• [DESCRIPTION OF THE TASK]: Make an exact copy of the lines below.

— Start MATERIAL PROVIDED —

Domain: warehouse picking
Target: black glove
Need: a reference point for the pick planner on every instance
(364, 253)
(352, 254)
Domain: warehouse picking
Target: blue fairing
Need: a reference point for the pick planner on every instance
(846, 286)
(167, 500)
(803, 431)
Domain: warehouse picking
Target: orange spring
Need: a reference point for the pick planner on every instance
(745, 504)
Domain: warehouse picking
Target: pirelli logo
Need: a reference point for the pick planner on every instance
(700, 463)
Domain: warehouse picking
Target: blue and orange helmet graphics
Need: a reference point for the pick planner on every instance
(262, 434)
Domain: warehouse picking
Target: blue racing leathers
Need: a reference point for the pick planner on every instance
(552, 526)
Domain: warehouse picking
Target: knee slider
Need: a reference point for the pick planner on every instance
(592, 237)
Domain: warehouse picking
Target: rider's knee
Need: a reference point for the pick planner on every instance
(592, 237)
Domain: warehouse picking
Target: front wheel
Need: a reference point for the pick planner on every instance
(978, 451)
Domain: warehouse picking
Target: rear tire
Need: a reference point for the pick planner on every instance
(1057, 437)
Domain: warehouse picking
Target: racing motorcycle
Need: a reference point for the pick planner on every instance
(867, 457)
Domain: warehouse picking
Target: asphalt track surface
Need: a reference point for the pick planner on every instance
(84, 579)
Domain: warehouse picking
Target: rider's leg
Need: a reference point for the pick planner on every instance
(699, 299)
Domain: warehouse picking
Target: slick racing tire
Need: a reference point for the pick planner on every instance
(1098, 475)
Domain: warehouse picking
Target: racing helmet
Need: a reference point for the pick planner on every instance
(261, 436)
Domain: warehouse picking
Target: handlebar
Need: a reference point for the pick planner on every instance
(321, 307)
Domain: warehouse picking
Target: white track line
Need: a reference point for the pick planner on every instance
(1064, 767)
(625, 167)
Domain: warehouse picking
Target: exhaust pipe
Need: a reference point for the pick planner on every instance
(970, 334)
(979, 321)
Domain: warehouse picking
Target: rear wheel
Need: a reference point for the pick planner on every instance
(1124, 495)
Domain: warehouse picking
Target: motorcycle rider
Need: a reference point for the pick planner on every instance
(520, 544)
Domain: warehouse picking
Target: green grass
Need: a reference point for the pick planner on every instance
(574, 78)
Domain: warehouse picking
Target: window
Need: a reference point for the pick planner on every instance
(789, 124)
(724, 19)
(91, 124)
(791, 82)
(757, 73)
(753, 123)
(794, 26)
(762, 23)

— End MATERIAL PROVIDED —

• [FINAL RESULT]:
Domain: warehouse picking
Target: black glove
Need: a reference point for the pick planner on every instance
(364, 253)
(352, 254)
Domain: warehouse picking
Target: blue fairing
Need: a reference point for the pick planner on every instance
(846, 286)
(167, 500)
(803, 431)
Domain: warehouse picking
Target: orange spring
Need: a reference point for the pick planner on every instance
(745, 504)
Domain: warehouse picking
Target: pirelli logo
Need: a reference point for the pick planner on every instance
(700, 463)
Domain: warehouse picking
Target: blue and orange helmet graphics
Need: a reference point for the pick planner on every instance
(262, 434)
Domain: warehouse picking
Target: blue racing leathers
Need: a reference point for the pick planner on every instance
(552, 526)
Domain: warehouse picking
Target: knee slider
Need: a reference point for the pick planner on every instance
(592, 237)
Domain: warehouse picking
Target: rider's knee
Need: a reference point for the pick planner on every instance
(592, 237)
Domain: warehouse picking
Target: front wheel
Need: a reference point for the pick planner on every instance
(978, 451)
Domain: warehouse picking
Target: rear tire
Need: a reference point for the pick planner on every instance
(1057, 437)
Domain: warehouse picking
Target: racing motorcycle
Need: a reference point for the pick planner on every instance
(867, 457)
Domain: warehouse picking
Target: asphalt track surface
Need: a reference point for the pick planner on every instance
(84, 579)
Domain: warehouse picking
Target: rider's leg
Need: a reference point for the pick planner on every instance
(699, 299)
Domain: warehouse picking
Target: slick racing tire
Need: a reference point for the pick planner on every instance
(1098, 475)
Domain: warehouse picking
Target: racing helmet
Need: a reference point for the pick planner on every instance
(261, 436)
Domain: warehouse picking
Target: handlebar
Need: a reference point for the pick planner on every instance
(321, 307)
Domain: warehouse picking
Target: white track line
Need: a reference point for the pick planner on every instance
(1064, 767)
(625, 167)
Domain: warehouse picking
Target: exhaust pipe
Need: a reference point for the pick planner on every instance
(970, 334)
(979, 321)
Domain: warehouse picking
Target: rear wheel
Need: a reference point for the pick planner on every instance
(1124, 495)
Domain: warehouse picking
Target: motorcycle rider
Need: a reference point for the pick planner on every instance
(520, 544)
Domain: warehouse picking
Target: green grass
Need: a reference point for the pick planner on every instance
(574, 78)
Domain: warehouse picking
Target: window
Need: a reference point for the pick planner on every instance
(789, 124)
(724, 19)
(91, 124)
(791, 82)
(757, 73)
(753, 123)
(794, 26)
(762, 23)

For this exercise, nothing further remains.